• [Estratto del testo]:
--- --- ---
Ogni giorno sentiamo notizie drammatiche che riguardano il femminicidio che ha raggiunto in Italia e nei Paesi occidentali un numero sterminato. Il maschicidio in Italia quasi non fa notizia perché è infinitamente inferiore come fenomeno criminale che riguarda il numero degli uomini uccisi da donne, mogli, sorelle, madri, confrontandolo con il numero delle donne che hanno subito la stessa delittuosa sorte.
Ricordo che queste denominazioni femminicidio e maschicidio sono neologismi recenti che normalmente si chiamano delitti o omicidi. L’enorme aumento di delitti verso le donne come ho già scritto di recente, ha proposto di analizzare il grave fenomeno battezzando un nome specifico nominalismo.
Il maschicidio contrapposto al femminicidio però esiste ed è in aumento ovunque. Le azioni omicide delle donne sono anche più crudeli rispetto a quelle dell’uomo compiuti verso le donne.
Si tratta quindi di delitti tenuti, nell’effetto che suscitano attraverso i media nella gente, quasi in ombra.
Il comun denominatore di questi delitti sembra a mio parere essere molto simile e cioè il possesso dell’altro partner che, si considera più o meno consapevolmente, di assoluta propria proprietà.
Le vicende che si alternano con alcune differenze, accadono e sono dovute a una radice comune, sia nella donna, sia dell’uomo e cioé quando uno dei due decide di separarsi dall’altro e l’altro non riesca ad accettare la separazione, ossia la perdita di ciò che crede gli appartenga.
Alcuni omicidi avvengono per impulso irrefrenabile, altri sono premeditati da tempo.
In alcuni casi, la persona assai debole, non può pensare di vivere la sua futura vita senza il partner sul quale ha sempre creduto di avere potere quasi assoluto, pertanto si vede deprivato, sia della persona, sia dello stesso presupposto potere, ritrovandosi davanti ad un’esistenza priva completamente di senso.
Mi sembra di veder una prevalenza di sentimenti profondi per alcuni aspetti che differenziano il genere maschile da quello femminile.
A parte la gelosia irrefrenabile che accomuna entrambi i generi si suppone che la persona prendendosi la propria libertà possa crearsi un’altra vita con un’altro partner e quindi la frustrazione che genera rabbia sminuisce il valore dell’omicida: l’uomo fantastica se lei mi lascia io divento niente e quindi debbo eliminarla così non sarò umiliato dalla derisione su di me rimasto solo e sconfitto.
--- --- ---
• [Estratti dei dati]:

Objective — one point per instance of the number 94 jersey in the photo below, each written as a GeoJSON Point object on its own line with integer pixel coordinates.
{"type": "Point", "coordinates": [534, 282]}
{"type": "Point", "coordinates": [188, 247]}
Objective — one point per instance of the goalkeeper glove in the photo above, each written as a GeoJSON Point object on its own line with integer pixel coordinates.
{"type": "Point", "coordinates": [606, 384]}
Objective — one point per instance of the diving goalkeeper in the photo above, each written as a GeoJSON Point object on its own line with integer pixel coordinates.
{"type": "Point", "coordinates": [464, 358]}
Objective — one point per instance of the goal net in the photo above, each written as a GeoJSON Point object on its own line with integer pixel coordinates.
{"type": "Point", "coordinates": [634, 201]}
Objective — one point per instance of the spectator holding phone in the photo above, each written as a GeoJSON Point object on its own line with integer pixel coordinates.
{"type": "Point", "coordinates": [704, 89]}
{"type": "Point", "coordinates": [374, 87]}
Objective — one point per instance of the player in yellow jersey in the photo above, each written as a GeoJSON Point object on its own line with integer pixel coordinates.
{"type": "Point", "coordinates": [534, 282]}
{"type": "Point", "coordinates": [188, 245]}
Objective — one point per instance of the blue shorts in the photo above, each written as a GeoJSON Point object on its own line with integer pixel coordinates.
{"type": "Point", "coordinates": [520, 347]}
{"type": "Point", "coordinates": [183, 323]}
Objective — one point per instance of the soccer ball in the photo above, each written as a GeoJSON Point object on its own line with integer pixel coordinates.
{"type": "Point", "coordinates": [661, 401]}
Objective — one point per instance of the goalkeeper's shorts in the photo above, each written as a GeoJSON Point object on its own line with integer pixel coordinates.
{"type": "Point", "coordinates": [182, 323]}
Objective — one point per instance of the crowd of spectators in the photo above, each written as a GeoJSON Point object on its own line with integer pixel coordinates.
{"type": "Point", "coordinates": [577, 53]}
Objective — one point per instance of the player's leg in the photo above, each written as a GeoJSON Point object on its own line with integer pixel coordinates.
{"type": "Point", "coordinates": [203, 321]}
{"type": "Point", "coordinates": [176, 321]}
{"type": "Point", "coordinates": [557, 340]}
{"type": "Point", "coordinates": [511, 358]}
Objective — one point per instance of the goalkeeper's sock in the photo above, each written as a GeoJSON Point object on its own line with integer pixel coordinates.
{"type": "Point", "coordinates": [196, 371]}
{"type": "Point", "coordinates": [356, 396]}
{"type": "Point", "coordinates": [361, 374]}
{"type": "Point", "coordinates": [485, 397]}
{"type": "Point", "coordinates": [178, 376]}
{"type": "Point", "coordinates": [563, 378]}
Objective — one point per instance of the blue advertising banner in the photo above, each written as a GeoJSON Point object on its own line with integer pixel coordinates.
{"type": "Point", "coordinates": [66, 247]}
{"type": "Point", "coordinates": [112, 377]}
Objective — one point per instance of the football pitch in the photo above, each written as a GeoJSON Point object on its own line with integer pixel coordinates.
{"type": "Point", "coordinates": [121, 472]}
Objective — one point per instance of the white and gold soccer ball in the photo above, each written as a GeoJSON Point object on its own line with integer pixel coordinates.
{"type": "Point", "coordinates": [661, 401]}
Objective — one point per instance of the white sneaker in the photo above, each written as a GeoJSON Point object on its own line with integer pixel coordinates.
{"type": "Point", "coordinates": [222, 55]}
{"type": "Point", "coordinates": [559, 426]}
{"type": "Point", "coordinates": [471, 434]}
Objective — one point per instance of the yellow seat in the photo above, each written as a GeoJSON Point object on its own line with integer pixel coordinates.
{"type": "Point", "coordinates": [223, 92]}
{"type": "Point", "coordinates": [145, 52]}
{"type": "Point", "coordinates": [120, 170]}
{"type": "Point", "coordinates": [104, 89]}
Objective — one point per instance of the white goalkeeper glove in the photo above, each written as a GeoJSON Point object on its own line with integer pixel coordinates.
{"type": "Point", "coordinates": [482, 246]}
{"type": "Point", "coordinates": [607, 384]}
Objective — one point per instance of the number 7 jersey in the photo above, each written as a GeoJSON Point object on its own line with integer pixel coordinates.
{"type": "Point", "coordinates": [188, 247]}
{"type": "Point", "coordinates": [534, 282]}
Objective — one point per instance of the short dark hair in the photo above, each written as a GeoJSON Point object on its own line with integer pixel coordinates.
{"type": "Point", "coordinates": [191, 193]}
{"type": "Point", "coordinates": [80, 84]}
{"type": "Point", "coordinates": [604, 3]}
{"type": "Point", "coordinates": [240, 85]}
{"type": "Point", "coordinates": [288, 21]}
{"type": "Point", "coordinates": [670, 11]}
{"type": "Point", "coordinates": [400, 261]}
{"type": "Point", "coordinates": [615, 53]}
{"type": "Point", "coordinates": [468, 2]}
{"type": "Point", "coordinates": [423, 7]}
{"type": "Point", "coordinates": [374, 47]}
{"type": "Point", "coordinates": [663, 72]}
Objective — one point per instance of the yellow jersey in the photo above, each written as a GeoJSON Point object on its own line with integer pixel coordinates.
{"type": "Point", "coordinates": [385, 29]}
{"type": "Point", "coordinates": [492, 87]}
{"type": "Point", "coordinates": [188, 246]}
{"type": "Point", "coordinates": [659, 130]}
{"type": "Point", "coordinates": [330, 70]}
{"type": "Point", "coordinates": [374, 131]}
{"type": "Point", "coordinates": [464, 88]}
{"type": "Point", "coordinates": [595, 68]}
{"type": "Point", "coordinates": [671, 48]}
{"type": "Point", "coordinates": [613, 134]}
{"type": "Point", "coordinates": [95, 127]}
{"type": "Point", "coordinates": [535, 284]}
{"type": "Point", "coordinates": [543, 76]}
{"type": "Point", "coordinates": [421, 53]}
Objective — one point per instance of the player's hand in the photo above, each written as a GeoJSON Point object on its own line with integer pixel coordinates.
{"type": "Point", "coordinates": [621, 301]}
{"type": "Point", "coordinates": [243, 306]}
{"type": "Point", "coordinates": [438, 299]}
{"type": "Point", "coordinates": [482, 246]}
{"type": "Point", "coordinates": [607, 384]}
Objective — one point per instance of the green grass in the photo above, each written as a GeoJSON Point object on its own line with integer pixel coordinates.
--- --- ---
Prosegui il testo sul femminicidio e il maschicidio partendo dall'ultima frase riportata. Le voci sono materiale separato e non fanno parte del testo sul femminicidio e il maschicidio.

• [Risposta al compito]:
Dalle confessioni della donna si potrebbe ricavare che fantasticasse così: mi ha fatto perdere parte della mia vita più importante, mi ha rubato la giovinezza e ora, lui si godrà tutto ciò che gli ho offerto con passione e pazienza, tutti gli insegnamenti che gli ho dato per migliorarlo come una mamma premurosa verso il suo bambino con un’altra. L’uccisione del partner non solo ha lo scopo, come nei delitti nell’uomo, di vivere per cancellare la storia del passato, ma anche di riprendersi indietro quanto si è donato a lui proprio attraverso la vendetta. E la vendetta può essere molto sottile e crudele.
Una vendetta sanguinosa che mostra la sofferenza fisica dell’uomo con il sangue, accoltellamento di parti intime, sfregio con l’acido e con il fuoco.
Le madri gravemente ansiose e iper-protettive a livello patologico, possono ingenerare potenti illusioni sia nell’uomo che nella donna, perché la fantasia del possesso dei figli è fortemente trasmesso e in primo piano nella mente degli omicidi. Tale fantasia non li abbandona mai.
Abusi sessuali consumati anche all’interno del mondo domestico, soprattutto nel maschio, ma violenze anche nella ragazzina, possono portare a disturbi dissociativi della personalità.
La cultura che è fortemente cambiata a proposito del concetto di possesso contribuisce molto a fare confusione delirante in alcuni momenti nella vita della coppia.
Insegnare dalle scuole elementari alcune differenze, per esempio, tra amore e rispetto come differenziazione dalla simbiosi fusionale che viene sentita nelle coppie come un bisogno dell’amore dovrebbe essere di grande aiuto alla società.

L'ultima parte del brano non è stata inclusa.